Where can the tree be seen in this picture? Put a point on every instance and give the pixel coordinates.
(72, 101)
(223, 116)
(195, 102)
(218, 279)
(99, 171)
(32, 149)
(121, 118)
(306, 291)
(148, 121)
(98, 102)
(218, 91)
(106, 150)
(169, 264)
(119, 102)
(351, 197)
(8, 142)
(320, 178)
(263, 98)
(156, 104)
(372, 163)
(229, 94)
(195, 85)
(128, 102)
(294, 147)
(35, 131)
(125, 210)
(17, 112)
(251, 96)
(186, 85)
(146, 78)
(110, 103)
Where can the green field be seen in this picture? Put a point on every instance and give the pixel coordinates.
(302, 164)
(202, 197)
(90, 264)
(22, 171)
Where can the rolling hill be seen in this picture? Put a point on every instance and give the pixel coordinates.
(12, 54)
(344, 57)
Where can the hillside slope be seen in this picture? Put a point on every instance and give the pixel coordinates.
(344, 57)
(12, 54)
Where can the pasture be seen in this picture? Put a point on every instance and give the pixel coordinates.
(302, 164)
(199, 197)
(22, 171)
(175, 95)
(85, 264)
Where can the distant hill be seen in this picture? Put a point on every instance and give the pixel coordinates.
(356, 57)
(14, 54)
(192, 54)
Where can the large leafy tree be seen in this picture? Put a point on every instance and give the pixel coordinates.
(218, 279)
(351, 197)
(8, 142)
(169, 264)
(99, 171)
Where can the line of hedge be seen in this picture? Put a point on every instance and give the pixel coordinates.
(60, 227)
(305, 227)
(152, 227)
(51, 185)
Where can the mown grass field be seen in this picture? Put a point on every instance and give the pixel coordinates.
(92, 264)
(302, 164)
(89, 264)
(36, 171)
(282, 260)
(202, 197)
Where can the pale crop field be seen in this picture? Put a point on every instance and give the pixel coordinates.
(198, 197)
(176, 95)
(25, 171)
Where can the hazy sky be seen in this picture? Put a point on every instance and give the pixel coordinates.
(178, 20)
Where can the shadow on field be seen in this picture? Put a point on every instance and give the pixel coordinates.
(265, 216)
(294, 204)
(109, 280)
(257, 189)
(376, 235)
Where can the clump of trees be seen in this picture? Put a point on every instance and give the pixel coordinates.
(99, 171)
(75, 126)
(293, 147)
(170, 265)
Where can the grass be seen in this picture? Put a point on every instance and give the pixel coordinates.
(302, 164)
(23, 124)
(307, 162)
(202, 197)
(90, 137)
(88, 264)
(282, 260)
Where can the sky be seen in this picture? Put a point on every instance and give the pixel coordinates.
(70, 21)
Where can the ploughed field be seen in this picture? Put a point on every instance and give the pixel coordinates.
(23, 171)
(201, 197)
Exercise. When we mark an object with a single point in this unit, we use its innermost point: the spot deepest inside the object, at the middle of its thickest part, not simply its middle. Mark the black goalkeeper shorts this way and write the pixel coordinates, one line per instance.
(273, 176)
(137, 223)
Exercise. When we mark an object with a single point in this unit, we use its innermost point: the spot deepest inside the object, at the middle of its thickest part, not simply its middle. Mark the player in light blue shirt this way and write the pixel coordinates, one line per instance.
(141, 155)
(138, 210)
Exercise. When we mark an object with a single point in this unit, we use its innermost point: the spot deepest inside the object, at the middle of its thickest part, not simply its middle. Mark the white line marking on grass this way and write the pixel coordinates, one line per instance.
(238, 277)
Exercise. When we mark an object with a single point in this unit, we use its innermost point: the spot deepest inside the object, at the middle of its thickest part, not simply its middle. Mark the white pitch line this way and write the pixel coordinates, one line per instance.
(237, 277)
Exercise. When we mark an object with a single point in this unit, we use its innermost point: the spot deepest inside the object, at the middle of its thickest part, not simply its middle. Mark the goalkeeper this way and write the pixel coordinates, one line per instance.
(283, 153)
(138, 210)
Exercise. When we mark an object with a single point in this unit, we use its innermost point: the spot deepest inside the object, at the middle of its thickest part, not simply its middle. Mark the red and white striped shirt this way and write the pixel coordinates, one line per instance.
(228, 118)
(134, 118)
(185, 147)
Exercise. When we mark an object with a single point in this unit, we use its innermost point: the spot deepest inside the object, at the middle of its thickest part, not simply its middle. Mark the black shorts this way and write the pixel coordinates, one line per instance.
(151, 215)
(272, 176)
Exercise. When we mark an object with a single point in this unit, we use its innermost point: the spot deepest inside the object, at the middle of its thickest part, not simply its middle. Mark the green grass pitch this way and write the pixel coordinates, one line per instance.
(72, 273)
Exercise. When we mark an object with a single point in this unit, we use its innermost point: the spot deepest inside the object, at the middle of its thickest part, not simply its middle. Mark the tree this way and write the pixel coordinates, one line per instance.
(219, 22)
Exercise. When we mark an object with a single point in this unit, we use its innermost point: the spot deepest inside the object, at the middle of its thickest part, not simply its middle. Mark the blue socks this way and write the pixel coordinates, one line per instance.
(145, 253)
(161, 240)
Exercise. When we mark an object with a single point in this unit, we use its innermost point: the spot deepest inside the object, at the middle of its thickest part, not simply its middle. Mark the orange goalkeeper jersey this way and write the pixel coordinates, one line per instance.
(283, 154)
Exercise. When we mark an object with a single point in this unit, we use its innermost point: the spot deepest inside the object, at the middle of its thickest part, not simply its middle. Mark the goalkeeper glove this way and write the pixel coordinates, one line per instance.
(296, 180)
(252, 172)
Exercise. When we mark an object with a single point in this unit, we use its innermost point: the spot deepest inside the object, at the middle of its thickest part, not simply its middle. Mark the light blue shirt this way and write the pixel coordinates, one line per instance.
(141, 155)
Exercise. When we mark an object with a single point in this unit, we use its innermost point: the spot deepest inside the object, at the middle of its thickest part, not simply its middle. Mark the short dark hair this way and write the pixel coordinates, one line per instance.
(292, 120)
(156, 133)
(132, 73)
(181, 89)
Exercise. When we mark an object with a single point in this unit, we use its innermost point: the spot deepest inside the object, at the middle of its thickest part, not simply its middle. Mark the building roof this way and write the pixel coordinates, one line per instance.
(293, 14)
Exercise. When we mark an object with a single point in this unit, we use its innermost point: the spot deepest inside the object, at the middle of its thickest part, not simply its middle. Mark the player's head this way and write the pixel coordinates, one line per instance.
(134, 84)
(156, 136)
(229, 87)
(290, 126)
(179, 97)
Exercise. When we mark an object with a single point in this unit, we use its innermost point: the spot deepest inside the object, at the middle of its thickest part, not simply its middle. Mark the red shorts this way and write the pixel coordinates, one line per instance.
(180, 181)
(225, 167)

-- -- --

(What you have to do): Repeat the material above exactly.

(Reply):
Where can the tree be seen in this picture? Put a point on every instance and give the pixel coordinates.
(72, 101)
(223, 116)
(195, 102)
(218, 279)
(99, 171)
(32, 149)
(121, 118)
(306, 291)
(148, 121)
(98, 102)
(218, 91)
(106, 150)
(169, 264)
(119, 102)
(351, 197)
(8, 142)
(320, 178)
(263, 98)
(156, 104)
(372, 163)
(229, 94)
(195, 85)
(128, 102)
(294, 147)
(35, 131)
(125, 210)
(17, 112)
(251, 96)
(186, 85)
(146, 78)
(110, 103)
Where can the green field be seen in this picture? Put a point on every instance and give the pixel coordinates.
(302, 164)
(202, 197)
(90, 264)
(22, 171)
Where can the rolling hill be seen in this picture? Put a point on every instance and give the pixel coordinates.
(12, 54)
(344, 57)
Where can the hillside slope be seen in this picture? Put a point on every instance and give the pixel coordinates.
(344, 57)
(12, 54)
Where can the pasture be seen in this picture? Put a point on every instance and give the pixel coordinates.
(302, 164)
(199, 197)
(22, 171)
(175, 95)
(85, 264)
Where can the distant hill be seen in this picture? Put a point on every instance and give the pixel coordinates.
(356, 57)
(14, 54)
(192, 54)
Where can the large leafy tree be seen in this picture? Put a point on every instance and give the pixel coordinates.
(218, 279)
(351, 197)
(8, 142)
(169, 264)
(99, 171)
Where can the line of hedge be seen in this picture? Put a point on every instance and give the pixel coordinates.
(60, 227)
(305, 227)
(152, 227)
(51, 185)
Where can the mown grass field be seen in this picture? Put a point on every instance and give the pixel coordinates.
(92, 264)
(302, 164)
(89, 264)
(36, 171)
(282, 260)
(202, 197)
Where can the pale crop field be seen in this picture? Put a point on every instance and give the pixel coordinates.
(198, 197)
(176, 95)
(25, 171)
Where can the hazy sky be seen in this picture? Put a point on every instance and give the pixel coordinates.
(178, 20)
Where can the shadow on field be seen in this picture? Put a point on every instance and give the pixel coordinates.
(265, 216)
(294, 204)
(109, 280)
(257, 189)
(376, 235)
Where can the clump of trees be seen in this picture? Put a point on every instance and give the pixel coordinates.
(99, 171)
(75, 126)
(293, 147)
(170, 265)
Where can the grass be seen in this picture? Put a point on every instance and give the pixel coordinates.
(302, 164)
(23, 124)
(307, 162)
(202, 197)
(90, 137)
(88, 264)
(282, 260)
Where can the sky be seen in this picture? Put a point on every instance and give the pixel coordinates.
(70, 21)
Where can the ploughed field be seen in this picture? Put a point on every instance and give the pixel coordinates.
(23, 171)
(201, 197)
Exercise. When we mark an object with a single point in this unit, we use its innermost point: the spot deepest inside the object, at the middle of its thickest part, not simply its middle. Mark the black goalkeeper shorts this way and write the pixel coordinates, one line per instance.
(273, 176)
(137, 223)
Exercise. When we mark an object with a single point in this unit, we use its innermost point: the spot deepest inside the object, at the middle of its thickest part, not simply its middle. Mark the player in light blue shirt this way and write the pixel coordinates, one line per instance.
(141, 155)
(138, 210)
Exercise. When we mark an object with a single point in this unit, we use its innermost point: the spot deepest inside the object, at the middle of its thickest part, not simply its middle. Mark the white line marking on grass this way and write the pixel coordinates, one line per instance.
(238, 277)
Exercise. When we mark an object with a single point in this unit, we use its innermost point: the spot deepest inside the object, at the middle of its thickest part, not simply its middle. Mark the white pitch line this way and write the pixel coordinates, one line per instance.
(237, 277)
Exercise. When we mark an object with a single point in this unit, we use its innermost point: the spot deepest inside the object, at the middle of its thickest part, not simply its middle. Mark the goalkeeper this way and write the pixel coordinates, one line per instance.
(283, 153)
(138, 210)
Exercise. When we mark an object with a single point in this unit, we use its innermost point: the spot deepest inside the object, at the middle of its thickest part, not simply its middle. Mark the red and white striped shirt this way and write the pixel coordinates, one line per instance.
(228, 118)
(134, 118)
(185, 147)
Exercise. When we mark an object with a single point in this unit, we use its innermost point: the spot deepest inside the object, at the middle of its thickest part, not simply its middle. Mark the black shorts this way and write the pixel coordinates, one line per instance.
(151, 215)
(272, 176)
Exercise. When we mark an object with a single point in this unit, we use its innermost point: the spot deepest inside the object, at the middle of its thickest part, not simply its middle. Mark the green grass pitch this way and write the pixel coordinates, one line per instance.
(72, 273)
Exercise. When we mark an object with a single point in this unit, we use its innermost point: the spot deepest inside the object, at the middle of its thickest part, not simply its middle. Mark the tree this way and write the pixel coordinates, one line per instance.
(219, 22)
Exercise. When we mark an object with a single point in this unit, we use its innermost point: the spot deepest inside the object, at the middle of its thickest part, not simply its middle. Mark the blue socks this way and write the pixel coordinates, one line per instance.
(145, 253)
(161, 240)
Exercise. When we mark an object with a single point in this unit, we use its innermost point: the spot deepest inside the object, at the middle of its thickest part, not simply its middle. Mark the orange goalkeeper jersey this way and write the pixel coordinates, one line per instance.
(283, 154)
Exercise. When we mark an object with a single point in this unit, we use its innermost point: the spot deepest inside the object, at the middle of its thickest part, not simply its middle. Mark the goalkeeper glove this way and write the pixel coordinates, one line per instance.
(296, 180)
(252, 172)
Exercise. When we mark an object with a single point in this unit, we use its innermost point: the spot deepest inside the object, at the middle of its thickest part, not simply its middle. Mark the light blue shirt this way and write the pixel coordinates, one line per instance.
(141, 155)
Exercise. When we mark an object with a single point in this unit, we use its innermost point: the spot deepest inside the object, at the middle of its thickest part, not simply its middle. Mark the short dark hair this way and write the pixel coordinates, one line per instance.
(292, 120)
(156, 133)
(132, 73)
(181, 89)
Exercise. When we mark an object with a single point in this unit, we use its innermost point: the spot deepest inside the object, at the middle of its thickest part, not simply its middle. Mark the building roof this way and write the pixel coordinates, one line per instance.
(293, 14)
Exercise. When we mark an object with a single point in this unit, we use its innermost point: the spot deepest inside the object, at the middle of its thickest part, not simply its middle. Mark the player's head this way and write the pixel coordinates, one line per instance.
(134, 84)
(156, 136)
(229, 87)
(290, 126)
(179, 97)
Exercise. When we mark an object with a single point in this unit, we use its innermost point: the spot deepest inside the object, at the middle of its thickest part, not simply its middle. Mark the red shorts this way and write the pixel coordinates, one line per instance.
(180, 181)
(225, 167)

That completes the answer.